• WHAT TO PRODUCE
The required result is the exact run of lines beginning at the one containing "Mark one point per instance of the woman with" and ending at the last line of the entries.

Data items:
★ ★ ★ ★ ★ ★ ★
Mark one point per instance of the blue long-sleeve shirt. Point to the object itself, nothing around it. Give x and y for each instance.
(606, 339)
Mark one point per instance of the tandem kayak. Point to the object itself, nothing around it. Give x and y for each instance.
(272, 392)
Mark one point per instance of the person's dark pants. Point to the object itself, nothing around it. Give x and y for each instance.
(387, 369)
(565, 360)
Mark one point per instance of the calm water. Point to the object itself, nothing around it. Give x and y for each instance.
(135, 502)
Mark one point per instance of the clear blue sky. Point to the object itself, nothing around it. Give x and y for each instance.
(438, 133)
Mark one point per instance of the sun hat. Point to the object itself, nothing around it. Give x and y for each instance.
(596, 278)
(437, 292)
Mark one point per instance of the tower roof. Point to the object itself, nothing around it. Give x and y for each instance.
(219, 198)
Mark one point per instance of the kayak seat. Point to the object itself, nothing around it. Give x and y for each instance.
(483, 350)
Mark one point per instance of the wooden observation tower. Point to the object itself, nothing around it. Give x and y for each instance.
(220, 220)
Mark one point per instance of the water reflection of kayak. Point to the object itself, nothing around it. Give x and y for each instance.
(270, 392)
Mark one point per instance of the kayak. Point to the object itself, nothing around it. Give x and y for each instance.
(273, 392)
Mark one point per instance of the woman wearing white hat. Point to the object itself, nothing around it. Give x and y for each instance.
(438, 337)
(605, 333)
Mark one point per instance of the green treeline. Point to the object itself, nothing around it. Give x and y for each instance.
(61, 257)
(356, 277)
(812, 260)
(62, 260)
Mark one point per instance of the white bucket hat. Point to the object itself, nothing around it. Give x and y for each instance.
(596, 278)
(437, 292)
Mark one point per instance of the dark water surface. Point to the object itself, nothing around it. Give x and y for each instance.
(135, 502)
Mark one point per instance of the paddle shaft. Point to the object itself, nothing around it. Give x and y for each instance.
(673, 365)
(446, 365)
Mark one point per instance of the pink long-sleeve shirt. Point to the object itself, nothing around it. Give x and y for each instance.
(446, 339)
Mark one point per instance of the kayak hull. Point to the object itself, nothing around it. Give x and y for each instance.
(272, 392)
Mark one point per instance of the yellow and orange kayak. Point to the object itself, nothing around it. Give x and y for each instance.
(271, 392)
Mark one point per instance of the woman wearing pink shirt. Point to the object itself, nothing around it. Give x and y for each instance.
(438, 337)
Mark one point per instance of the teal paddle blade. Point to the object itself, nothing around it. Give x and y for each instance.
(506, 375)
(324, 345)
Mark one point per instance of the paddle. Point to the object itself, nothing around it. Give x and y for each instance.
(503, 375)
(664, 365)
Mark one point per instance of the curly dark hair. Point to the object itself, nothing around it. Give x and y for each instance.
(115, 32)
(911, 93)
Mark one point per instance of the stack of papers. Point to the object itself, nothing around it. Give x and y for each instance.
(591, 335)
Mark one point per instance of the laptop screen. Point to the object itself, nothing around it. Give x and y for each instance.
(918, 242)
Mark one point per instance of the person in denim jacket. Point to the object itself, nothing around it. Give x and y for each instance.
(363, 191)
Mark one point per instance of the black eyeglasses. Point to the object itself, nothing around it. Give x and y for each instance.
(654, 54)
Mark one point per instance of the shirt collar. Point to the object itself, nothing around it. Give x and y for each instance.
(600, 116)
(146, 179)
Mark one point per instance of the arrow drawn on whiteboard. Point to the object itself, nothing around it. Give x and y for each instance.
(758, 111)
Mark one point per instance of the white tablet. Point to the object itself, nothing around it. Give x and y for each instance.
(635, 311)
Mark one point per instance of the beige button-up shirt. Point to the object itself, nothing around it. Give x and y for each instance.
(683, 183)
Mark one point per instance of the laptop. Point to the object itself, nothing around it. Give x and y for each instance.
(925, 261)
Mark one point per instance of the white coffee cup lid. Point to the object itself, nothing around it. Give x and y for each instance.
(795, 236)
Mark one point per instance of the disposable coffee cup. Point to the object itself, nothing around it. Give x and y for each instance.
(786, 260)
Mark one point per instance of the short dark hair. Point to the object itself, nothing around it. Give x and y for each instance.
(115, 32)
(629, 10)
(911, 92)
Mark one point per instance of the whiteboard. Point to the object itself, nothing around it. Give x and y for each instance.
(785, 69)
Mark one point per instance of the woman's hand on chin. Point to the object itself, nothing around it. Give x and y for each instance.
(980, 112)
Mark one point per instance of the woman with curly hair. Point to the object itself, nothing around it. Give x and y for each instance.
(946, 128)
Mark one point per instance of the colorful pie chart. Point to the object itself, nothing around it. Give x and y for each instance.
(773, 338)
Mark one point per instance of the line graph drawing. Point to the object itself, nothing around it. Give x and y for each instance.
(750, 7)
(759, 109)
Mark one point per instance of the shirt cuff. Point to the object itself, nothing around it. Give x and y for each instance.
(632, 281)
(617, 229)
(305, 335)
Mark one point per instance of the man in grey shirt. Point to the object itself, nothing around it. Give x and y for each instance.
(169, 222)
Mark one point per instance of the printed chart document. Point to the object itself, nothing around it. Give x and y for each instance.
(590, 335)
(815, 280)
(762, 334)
★ ★ ★ ★ ★ ★ ★
• RESULT OF THIS TASK
Mark one point per instance of the woman with curly hair. Point to the object itself, nothing around it. Give x and y for each instance.
(946, 128)
Mark one point per instance of the colorful pie chart. Point to the object itself, nothing around it. Give x and y for each instance.
(773, 338)
Mark one point per instance of the line graph drawing. Point to the object itself, nothing around it. Give x and y for each instance.
(750, 7)
(759, 109)
Mark one point per instance of the shirt cuff. Point to the object itself, nothing around it. Give x and y for each instance.
(632, 281)
(617, 229)
(305, 335)
Mark one point per instance of the man in grey shirt. Point to the object itself, nothing around it. Give x and y for each instance.
(169, 222)
Mark one point per instance of the printed chart document. Point to the object itself, nothing around it. Give x and y for each instance.
(590, 335)
(815, 280)
(762, 334)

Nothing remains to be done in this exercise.